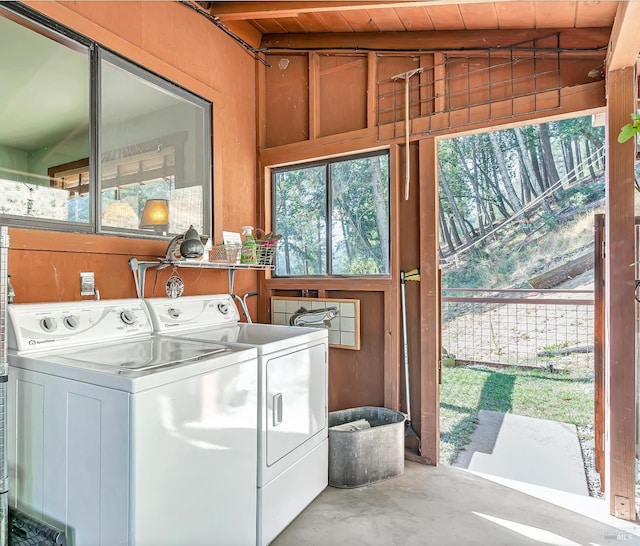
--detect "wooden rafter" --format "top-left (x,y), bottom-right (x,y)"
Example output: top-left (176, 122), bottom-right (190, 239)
top-left (262, 27), bottom-right (610, 52)
top-left (607, 2), bottom-right (640, 70)
top-left (207, 0), bottom-right (507, 21)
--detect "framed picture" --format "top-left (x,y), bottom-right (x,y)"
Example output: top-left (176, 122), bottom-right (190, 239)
top-left (271, 296), bottom-right (360, 351)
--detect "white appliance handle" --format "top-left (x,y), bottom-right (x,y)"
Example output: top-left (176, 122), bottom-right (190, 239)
top-left (273, 392), bottom-right (282, 427)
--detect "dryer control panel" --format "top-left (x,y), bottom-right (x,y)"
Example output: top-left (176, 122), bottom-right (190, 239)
top-left (145, 294), bottom-right (240, 334)
top-left (7, 299), bottom-right (153, 354)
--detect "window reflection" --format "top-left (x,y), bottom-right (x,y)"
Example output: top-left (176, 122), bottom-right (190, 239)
top-left (0, 17), bottom-right (89, 223)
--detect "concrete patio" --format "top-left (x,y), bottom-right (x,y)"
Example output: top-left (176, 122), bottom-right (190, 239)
top-left (273, 411), bottom-right (640, 546)
top-left (273, 462), bottom-right (640, 546)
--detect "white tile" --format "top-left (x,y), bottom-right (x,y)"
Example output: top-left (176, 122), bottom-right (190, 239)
top-left (284, 300), bottom-right (304, 313)
top-left (340, 317), bottom-right (356, 332)
top-left (340, 332), bottom-right (356, 347)
top-left (272, 313), bottom-right (288, 325)
top-left (340, 303), bottom-right (356, 318)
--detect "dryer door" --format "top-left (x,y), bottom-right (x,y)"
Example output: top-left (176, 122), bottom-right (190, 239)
top-left (265, 344), bottom-right (327, 466)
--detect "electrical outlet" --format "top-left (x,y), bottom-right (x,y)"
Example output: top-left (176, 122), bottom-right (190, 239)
top-left (80, 271), bottom-right (96, 296)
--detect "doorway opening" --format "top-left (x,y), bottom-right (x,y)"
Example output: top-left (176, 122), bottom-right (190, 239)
top-left (438, 116), bottom-right (605, 497)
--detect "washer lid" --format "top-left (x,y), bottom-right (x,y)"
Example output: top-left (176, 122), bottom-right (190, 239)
top-left (50, 337), bottom-right (230, 373)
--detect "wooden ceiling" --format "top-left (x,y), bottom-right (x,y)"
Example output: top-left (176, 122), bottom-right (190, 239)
top-left (206, 0), bottom-right (618, 39)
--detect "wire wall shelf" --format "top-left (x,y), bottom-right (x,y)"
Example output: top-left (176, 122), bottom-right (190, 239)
top-left (376, 33), bottom-right (561, 140)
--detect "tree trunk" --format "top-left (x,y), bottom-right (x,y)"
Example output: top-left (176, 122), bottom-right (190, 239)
top-left (489, 133), bottom-right (526, 226)
top-left (540, 123), bottom-right (560, 186)
top-left (571, 140), bottom-right (585, 180)
top-left (449, 214), bottom-right (462, 247)
top-left (438, 199), bottom-right (456, 254)
top-left (438, 163), bottom-right (472, 244)
top-left (584, 139), bottom-right (597, 182)
top-left (371, 157), bottom-right (389, 273)
top-left (562, 141), bottom-right (576, 184)
top-left (453, 139), bottom-right (488, 235)
top-left (514, 127), bottom-right (551, 213)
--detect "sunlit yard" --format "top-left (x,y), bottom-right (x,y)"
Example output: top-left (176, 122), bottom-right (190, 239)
top-left (440, 365), bottom-right (593, 464)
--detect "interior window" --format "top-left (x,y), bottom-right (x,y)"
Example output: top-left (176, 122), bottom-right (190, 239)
top-left (100, 52), bottom-right (211, 234)
top-left (0, 14), bottom-right (90, 224)
top-left (272, 152), bottom-right (389, 276)
top-left (0, 8), bottom-right (211, 236)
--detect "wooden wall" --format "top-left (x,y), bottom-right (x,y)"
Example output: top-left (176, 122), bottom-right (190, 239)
top-left (9, 1), bottom-right (257, 302)
top-left (258, 38), bottom-right (605, 464)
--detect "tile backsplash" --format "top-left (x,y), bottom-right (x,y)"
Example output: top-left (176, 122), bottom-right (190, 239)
top-left (271, 296), bottom-right (360, 350)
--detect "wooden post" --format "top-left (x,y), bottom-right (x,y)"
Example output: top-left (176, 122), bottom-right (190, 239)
top-left (605, 66), bottom-right (637, 520)
top-left (419, 138), bottom-right (440, 465)
top-left (309, 51), bottom-right (321, 140)
top-left (593, 214), bottom-right (606, 484)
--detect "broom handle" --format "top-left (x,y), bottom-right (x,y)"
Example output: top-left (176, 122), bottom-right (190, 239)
top-left (400, 271), bottom-right (411, 424)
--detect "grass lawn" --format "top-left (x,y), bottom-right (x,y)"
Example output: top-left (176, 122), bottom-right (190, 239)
top-left (440, 366), bottom-right (593, 464)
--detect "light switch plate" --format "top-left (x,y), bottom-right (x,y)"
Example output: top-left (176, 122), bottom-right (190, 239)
top-left (80, 271), bottom-right (96, 296)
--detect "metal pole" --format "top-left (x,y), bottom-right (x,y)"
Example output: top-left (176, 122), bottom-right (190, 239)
top-left (0, 226), bottom-right (9, 546)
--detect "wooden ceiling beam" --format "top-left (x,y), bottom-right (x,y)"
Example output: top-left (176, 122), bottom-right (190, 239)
top-left (208, 0), bottom-right (508, 21)
top-left (261, 28), bottom-right (610, 51)
top-left (607, 2), bottom-right (640, 70)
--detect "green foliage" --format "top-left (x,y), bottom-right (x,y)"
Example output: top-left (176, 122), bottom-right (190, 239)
top-left (438, 116), bottom-right (604, 288)
top-left (618, 114), bottom-right (640, 144)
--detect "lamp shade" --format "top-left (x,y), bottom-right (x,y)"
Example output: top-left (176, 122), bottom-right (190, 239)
top-left (140, 199), bottom-right (169, 230)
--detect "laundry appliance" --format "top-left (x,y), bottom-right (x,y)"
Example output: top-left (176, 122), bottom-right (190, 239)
top-left (8, 299), bottom-right (257, 546)
top-left (145, 294), bottom-right (328, 546)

● Problem details
Rewrite the rows as a two-column CSV with the headers request and answer, one row per request. Put its text and its answer each in one quoted field, with line breaks turned into spaces. Start at the beginning of the rows and stop after the line that contains "top-left (273, 392), bottom-right (282, 427)". Leave the pictures out.

● Finished answer
request,answer
"--detect ""wooden rafter"" --format ""top-left (x,y), bottom-right (x,y)"" Example output: top-left (176, 122), bottom-right (190, 239)","top-left (262, 27), bottom-right (610, 52) top-left (607, 2), bottom-right (640, 70) top-left (207, 0), bottom-right (507, 21)"
"--detect ""framed picture"" --format ""top-left (x,y), bottom-right (x,y)"" Example output: top-left (176, 122), bottom-right (190, 239)","top-left (271, 296), bottom-right (360, 351)"
"--detect ""white appliance handle"" --format ""top-left (x,y), bottom-right (x,y)"" Example output: top-left (176, 122), bottom-right (190, 239)","top-left (273, 392), bottom-right (282, 427)"